:: WORK TO COMPLETE ::
Copy out the rows below, swapping each "Detections" for "Boxes" and leaving everything else unchanged.

:: DATA TO USE ::
···

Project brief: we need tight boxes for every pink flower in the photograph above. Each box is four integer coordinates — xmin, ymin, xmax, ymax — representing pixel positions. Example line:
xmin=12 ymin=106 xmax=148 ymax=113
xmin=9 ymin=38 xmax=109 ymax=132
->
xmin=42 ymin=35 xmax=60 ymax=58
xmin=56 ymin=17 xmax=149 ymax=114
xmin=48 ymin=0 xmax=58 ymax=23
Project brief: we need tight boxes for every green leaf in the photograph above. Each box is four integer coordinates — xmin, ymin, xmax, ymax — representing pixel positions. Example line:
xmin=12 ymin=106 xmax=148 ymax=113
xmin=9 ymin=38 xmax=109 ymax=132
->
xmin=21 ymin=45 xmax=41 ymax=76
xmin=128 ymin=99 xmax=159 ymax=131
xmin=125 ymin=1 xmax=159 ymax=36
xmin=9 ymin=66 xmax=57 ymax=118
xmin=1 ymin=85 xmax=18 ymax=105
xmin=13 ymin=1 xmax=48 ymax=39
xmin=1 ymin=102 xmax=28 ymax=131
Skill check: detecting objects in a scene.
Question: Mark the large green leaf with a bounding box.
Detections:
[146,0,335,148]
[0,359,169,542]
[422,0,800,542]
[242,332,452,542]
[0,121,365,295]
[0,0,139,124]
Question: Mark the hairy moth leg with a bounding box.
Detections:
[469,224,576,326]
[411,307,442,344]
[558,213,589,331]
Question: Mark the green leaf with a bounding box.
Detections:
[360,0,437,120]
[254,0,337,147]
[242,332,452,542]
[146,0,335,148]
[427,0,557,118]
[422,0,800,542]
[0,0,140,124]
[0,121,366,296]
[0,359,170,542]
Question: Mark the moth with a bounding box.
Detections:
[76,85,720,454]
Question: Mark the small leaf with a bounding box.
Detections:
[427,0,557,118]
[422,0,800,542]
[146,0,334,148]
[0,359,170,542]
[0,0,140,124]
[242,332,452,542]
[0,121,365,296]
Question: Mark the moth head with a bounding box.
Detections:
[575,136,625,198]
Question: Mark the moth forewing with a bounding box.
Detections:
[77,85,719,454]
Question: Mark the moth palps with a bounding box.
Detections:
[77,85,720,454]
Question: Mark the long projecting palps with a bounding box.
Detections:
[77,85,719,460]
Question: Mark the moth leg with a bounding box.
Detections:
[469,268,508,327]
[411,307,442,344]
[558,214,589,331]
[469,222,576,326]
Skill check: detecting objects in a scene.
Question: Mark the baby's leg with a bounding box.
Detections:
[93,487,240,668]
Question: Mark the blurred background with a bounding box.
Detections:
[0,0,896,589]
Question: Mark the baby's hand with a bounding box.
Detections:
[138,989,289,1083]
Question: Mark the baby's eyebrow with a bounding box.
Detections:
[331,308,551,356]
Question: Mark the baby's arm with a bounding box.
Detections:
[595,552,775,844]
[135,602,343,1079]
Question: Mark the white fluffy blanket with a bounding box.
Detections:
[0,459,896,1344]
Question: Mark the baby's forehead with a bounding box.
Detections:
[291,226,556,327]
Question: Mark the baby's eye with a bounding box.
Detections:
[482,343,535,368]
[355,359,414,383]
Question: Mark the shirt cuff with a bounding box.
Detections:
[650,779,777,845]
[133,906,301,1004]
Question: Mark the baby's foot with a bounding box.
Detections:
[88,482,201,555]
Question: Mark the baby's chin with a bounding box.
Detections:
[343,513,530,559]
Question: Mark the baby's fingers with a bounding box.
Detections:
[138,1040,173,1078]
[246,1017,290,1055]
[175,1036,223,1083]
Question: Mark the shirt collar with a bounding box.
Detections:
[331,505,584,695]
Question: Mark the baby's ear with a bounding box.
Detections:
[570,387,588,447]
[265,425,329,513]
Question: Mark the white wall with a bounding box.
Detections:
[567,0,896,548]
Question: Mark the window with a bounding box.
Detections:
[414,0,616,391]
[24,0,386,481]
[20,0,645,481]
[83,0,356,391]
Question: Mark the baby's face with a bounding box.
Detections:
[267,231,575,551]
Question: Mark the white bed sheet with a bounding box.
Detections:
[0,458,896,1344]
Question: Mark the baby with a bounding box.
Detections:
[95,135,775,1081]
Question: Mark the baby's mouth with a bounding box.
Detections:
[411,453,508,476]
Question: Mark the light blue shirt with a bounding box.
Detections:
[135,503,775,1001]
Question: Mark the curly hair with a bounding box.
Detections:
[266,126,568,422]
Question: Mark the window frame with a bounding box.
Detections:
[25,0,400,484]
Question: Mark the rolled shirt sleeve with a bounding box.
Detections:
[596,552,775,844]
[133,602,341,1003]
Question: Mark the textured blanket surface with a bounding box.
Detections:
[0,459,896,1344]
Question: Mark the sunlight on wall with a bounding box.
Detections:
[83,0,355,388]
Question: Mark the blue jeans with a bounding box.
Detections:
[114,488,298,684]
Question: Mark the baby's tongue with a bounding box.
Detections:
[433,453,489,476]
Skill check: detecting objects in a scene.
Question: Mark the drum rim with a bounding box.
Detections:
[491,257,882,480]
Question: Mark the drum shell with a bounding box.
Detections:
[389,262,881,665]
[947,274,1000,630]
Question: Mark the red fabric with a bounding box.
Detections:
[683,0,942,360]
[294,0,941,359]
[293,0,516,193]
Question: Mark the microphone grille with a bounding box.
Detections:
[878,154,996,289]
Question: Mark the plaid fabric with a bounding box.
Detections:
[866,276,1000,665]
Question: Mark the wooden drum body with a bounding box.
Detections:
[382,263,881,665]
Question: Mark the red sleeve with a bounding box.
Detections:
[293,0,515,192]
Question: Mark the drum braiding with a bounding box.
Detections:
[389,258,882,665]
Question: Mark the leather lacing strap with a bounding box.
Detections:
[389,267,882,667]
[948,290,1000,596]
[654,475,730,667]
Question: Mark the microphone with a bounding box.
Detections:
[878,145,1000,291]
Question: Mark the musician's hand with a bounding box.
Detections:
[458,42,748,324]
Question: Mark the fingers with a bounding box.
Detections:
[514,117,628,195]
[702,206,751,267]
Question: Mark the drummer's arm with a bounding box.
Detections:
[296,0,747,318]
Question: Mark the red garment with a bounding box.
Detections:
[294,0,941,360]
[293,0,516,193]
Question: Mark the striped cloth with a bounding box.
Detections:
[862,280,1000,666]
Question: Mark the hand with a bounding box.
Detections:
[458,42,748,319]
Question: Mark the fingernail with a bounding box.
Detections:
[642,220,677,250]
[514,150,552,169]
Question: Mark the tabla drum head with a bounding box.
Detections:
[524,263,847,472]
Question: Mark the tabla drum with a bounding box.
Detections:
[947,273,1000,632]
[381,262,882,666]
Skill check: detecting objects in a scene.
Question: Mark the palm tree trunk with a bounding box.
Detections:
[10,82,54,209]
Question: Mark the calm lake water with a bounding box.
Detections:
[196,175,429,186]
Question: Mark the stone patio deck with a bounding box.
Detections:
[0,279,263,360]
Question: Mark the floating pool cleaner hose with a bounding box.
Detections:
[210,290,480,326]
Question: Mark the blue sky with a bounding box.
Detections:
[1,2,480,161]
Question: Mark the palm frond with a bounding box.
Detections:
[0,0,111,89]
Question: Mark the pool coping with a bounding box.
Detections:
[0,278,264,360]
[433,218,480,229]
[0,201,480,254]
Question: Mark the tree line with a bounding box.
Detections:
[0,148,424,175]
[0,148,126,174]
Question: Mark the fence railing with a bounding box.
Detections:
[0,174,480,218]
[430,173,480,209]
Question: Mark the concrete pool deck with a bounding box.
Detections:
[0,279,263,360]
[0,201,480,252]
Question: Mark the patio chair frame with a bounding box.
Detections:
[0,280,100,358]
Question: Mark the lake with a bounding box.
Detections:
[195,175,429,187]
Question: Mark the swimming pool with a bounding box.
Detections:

···

:: FINISHED ANSWER ::
Project brief: we need tight boxes for every pink flower in the photograph above. Each box is four integer coordinates — xmin, ymin, xmax, ymax — representing pixel positions. Example line:
xmin=12 ymin=106 xmax=148 ymax=113
xmin=9 ymin=38 xmax=109 ymax=132
->
xmin=42 ymin=35 xmax=60 ymax=58
xmin=56 ymin=17 xmax=149 ymax=114
xmin=48 ymin=0 xmax=58 ymax=23
Project brief: we need tight boxes for every green leaf in the photograph above. Each box is four integer coordinates — xmin, ymin, xmax, ymax — representing pixel positions. Example line:
xmin=12 ymin=106 xmax=148 ymax=113
xmin=9 ymin=38 xmax=109 ymax=132
->
xmin=21 ymin=45 xmax=41 ymax=76
xmin=128 ymin=99 xmax=159 ymax=131
xmin=125 ymin=1 xmax=159 ymax=36
xmin=9 ymin=66 xmax=57 ymax=118
xmin=1 ymin=85 xmax=18 ymax=105
xmin=13 ymin=1 xmax=48 ymax=39
xmin=1 ymin=102 xmax=28 ymax=131
Skill check: detecting objects in a scene.
Question: Mark the large green leaf with a bounding box.
Boxes:
[146,0,335,148]
[0,359,169,542]
[422,0,800,542]
[242,332,452,542]
[0,121,365,295]
[0,0,139,124]
Question: Mark the hairy moth leg with a bounding box.
Boxes:
[469,224,576,326]
[411,307,442,344]
[558,213,589,331]
Question: Mark the green leaf with a bounding box.
Boxes:
[360,0,437,120]
[254,0,337,147]
[242,332,452,542]
[146,0,335,148]
[427,0,557,118]
[422,0,800,542]
[0,0,140,124]
[0,121,366,296]
[0,359,170,542]
Question: Mark the moth with a bounding box.
Boxes:
[76,85,720,454]
Question: Mark the small leaf with a bounding box.
Boxes:
[427,0,557,118]
[422,0,800,542]
[146,0,334,148]
[0,359,170,542]
[0,0,140,124]
[242,332,452,542]
[0,121,365,296]
Question: Mark the moth head with a bounding box.
Boxes:
[575,136,625,198]
Question: Mark the moth forewing with a bounding box.
Boxes:
[77,85,719,454]
Question: Mark the moth palps with a bounding box.
Boxes:
[77,85,720,454]
Question: Mark the long projecting palps with a bounding box.
Boxes:
[77,85,719,460]
Question: Mark the moth leg with a bounding box.
Boxes:
[469,268,508,327]
[411,307,442,344]
[558,214,589,331]
[469,222,576,326]
Skill check: detecting objects in a scene.
Question: Mark the baby's leg with a bounding box.
Boxes:
[93,487,240,668]
Question: Mark the blurred background with a bounding box.
Boxes:
[0,0,896,589]
Question: Mark the baby's hand with a bounding box.
Boxes:
[138,989,289,1083]
Question: Mark the baby's eyebrow with a bounding box.
Boxes:
[331,308,551,356]
Question: Mark the baby's arm with a bounding box.
Boxes:
[595,552,775,844]
[135,602,343,1079]
Question: Mark the white fluffy blanket with a bounding box.
Boxes:
[0,459,896,1344]
Question: Mark the baby's forehead with a bounding box.
Boxes:
[291,226,556,327]
Question: Mark the baby's eye with a bounding box.
Boxes:
[482,343,535,368]
[355,359,414,383]
Question: Mark the shirt cuff with a bounding box.
Boxes:
[650,779,777,845]
[133,906,301,1004]
Question: Mark the baby's foot with a bounding box.
Boxes:
[88,482,201,555]
Question: Mark the baby's chin with a bounding box.
Boxes:
[343,513,530,559]
Question: Mark the baby's fingers with a bounding box.
Boxes:
[138,1040,173,1078]
[246,1017,290,1055]
[175,1036,223,1083]
Question: Mark the shirt collar with a bounding box.
Boxes:
[331,505,584,695]
Question: Mark the baby's ear with a bounding box.
Boxes:
[570,387,588,447]
[265,425,329,513]
Question: Mark the white wall with a bounding box.
Boxes:
[567,0,896,548]
Question: Mark the window with a bounding box.
Boxes:
[414,0,616,391]
[24,0,386,481]
[20,0,645,481]
[83,0,356,391]
Question: Mark the baby's face with a bounding box.
Boxes:
[267,231,575,551]
Question: Mark the white bed sheet with a bounding box.
Boxes:
[0,458,896,1344]
Question: Mark the baby with a bounding box.
Boxes:
[95,135,775,1081]
Question: Mark the baby's mouth with a bounding box.
Boxes:
[411,453,508,476]
Question: Mark the light blue shirt with a bounding box.
Boxes:
[135,503,775,1001]
Question: Mark the curly hair with a bounding box.
Boxes:
[266,126,568,422]
Question: Mark the window frame with a bounding box.
Boxes:
[25,0,400,484]
Question: Mark the rolled shirt sleeve with a bounding box.
Boxes:
[596,552,775,844]
[133,602,341,1003]
Question: Mark the textured blanket surface with a bounding box.
Boxes:
[0,459,896,1344]
Question: Mark the sunlight on wall with a bounding box.
Boxes:
[83,0,355,388]
Question: Mark the blue jeans with a bounding box.
Boxes:
[114,488,298,684]
Question: Mark the baby's tongue with a bounding box.
Boxes:
[433,453,489,476]
Skill check: detecting objects in a scene.
Question: Mark the drum rim with a bounding box.
Boxes:
[491,257,882,480]
Question: Mark the drum shell with a bounding box.
Boxes:
[389,262,881,665]
[947,274,1000,630]
Question: Mark the red fabric with a bounding box.
Boxes:
[683,0,942,360]
[294,0,941,359]
[293,0,516,193]
Question: Mark the microphone grille with a bounding box.
Boxes:
[878,154,996,289]
Question: Mark the plaid fabric with a bounding box.
Boxes:
[866,276,1000,665]
Question: Mark the wooden drum body with a bounding box.
Boxes:
[382,263,881,665]
Question: Mark the red sleeve with a bounding box.
Boxes:
[293,0,515,192]
Question: Mark the drum braiding with a bounding box.
Boxes:
[389,258,882,665]
Question: Mark the leather lacing strap with a bounding box.
Boxes:
[389,267,882,667]
[948,290,1000,596]
[654,475,730,667]
Question: Mark the microphone with a bounding box.
Boxes:
[878,145,1000,291]
Question: Mark the musician's hand with a bounding box.
Boxes:
[458,42,748,324]
Question: Mark the fingers with a bounding box.
Boxes:
[514,117,628,195]
[702,206,751,267]
Question: Mark the drummer's arm with a bounding box.
Boxes:
[296,0,747,318]
Question: Mark the red garment with a bounding box.
Boxes:
[294,0,941,360]
[293,0,516,193]
Question: Mark the striped cloth with a bounding box.
Boxes:
[862,280,1000,666]
Question: Mark the hand with a bounding box.
Boxes:
[458,42,748,319]
Question: Mark the fingernail with a bounding box.
Boxes:
[642,220,677,250]
[514,150,552,169]
Question: Mark the tabla drum head with a bounding box.
Boxes:
[524,263,847,472]
Question: Mark the tabla drum with a bounding box.
Boxes:
[947,273,1000,632]
[381,262,882,666]
Skill check: detecting objects in a scene.
Question: Mark the palm tree trunk with a bounding box.
Boxes:
[10,82,54,209]
Question: Mark the calm lake water with a bounding box.
Boxes:
[196,175,429,186]
Question: Mark the stone patio deck with a bounding box.
Boxes:
[0,279,263,360]
Question: Mark the floating pool cleaner hose with a bounding box.
Boxes:
[210,290,480,326]
Question: Mark the blue sky with a bounding box.
Boxes:
[1,2,480,161]
Question: Mark the palm frond with a bounding box.
Boxes:
[0,0,111,89]
Question: Mark the pool coping with a bounding box.
Boxes:
[0,278,264,360]
[433,218,480,229]
[0,201,480,254]
Question: Mark the tree line with a bounding box.
Boxes:
[0,148,424,175]
[0,148,126,174]
Question: Mark the fence railing with a bounding box.
Boxes:
[0,174,480,218]
[430,173,480,209]
Question: Mark the concrete pool deck with a bounding box.
Boxes:
[0,279,263,360]
[0,201,480,252]
Question: Mark the patio chair frame with a bounding box.
Boxes:
[0,280,100,358]
Question: Mark the lake with a bounding box.
Boxes:
[195,175,429,187]
Question: Mark the swimming pool with a bounding box.
Boxes:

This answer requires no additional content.